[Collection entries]

****************

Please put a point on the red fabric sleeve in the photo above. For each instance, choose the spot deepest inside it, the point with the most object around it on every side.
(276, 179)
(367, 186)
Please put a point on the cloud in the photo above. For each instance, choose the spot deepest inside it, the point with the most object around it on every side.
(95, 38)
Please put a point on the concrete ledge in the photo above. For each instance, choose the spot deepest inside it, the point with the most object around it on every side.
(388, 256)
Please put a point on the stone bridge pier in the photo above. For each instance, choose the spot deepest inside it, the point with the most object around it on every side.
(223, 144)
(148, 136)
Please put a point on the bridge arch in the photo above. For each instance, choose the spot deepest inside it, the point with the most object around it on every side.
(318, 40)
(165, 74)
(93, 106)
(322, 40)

****************

| WHAT IS REQUIRED |
Each line of the data should be given back exactly.

| SOLUTION FOR THIS TASK |
Please put a point on the red fabric sleeve in the photo above. For each instance, choose the spot deepest inside it, the point with the most object around it on every side.
(276, 179)
(367, 186)
Please put a point on the cloud in the photo above. For each instance, choose the spot deepest inside it, the point with the most object around it on every side.
(95, 38)
Please put a point on the concrete ledge in the photo above. For each instance, choose the spot deepest inside it, the point with the most object around it on every side.
(388, 256)
Please put a point on the stone bridge pier in the photo above. For each instance, choose the spot deepest inside it, the point with the most object around it on every side.
(223, 144)
(148, 136)
Please put a point on the bridge arch in the photo above. For each instance, choose the spot deepest inside it, the point with the most object around it on every side.
(318, 40)
(165, 74)
(93, 106)
(322, 40)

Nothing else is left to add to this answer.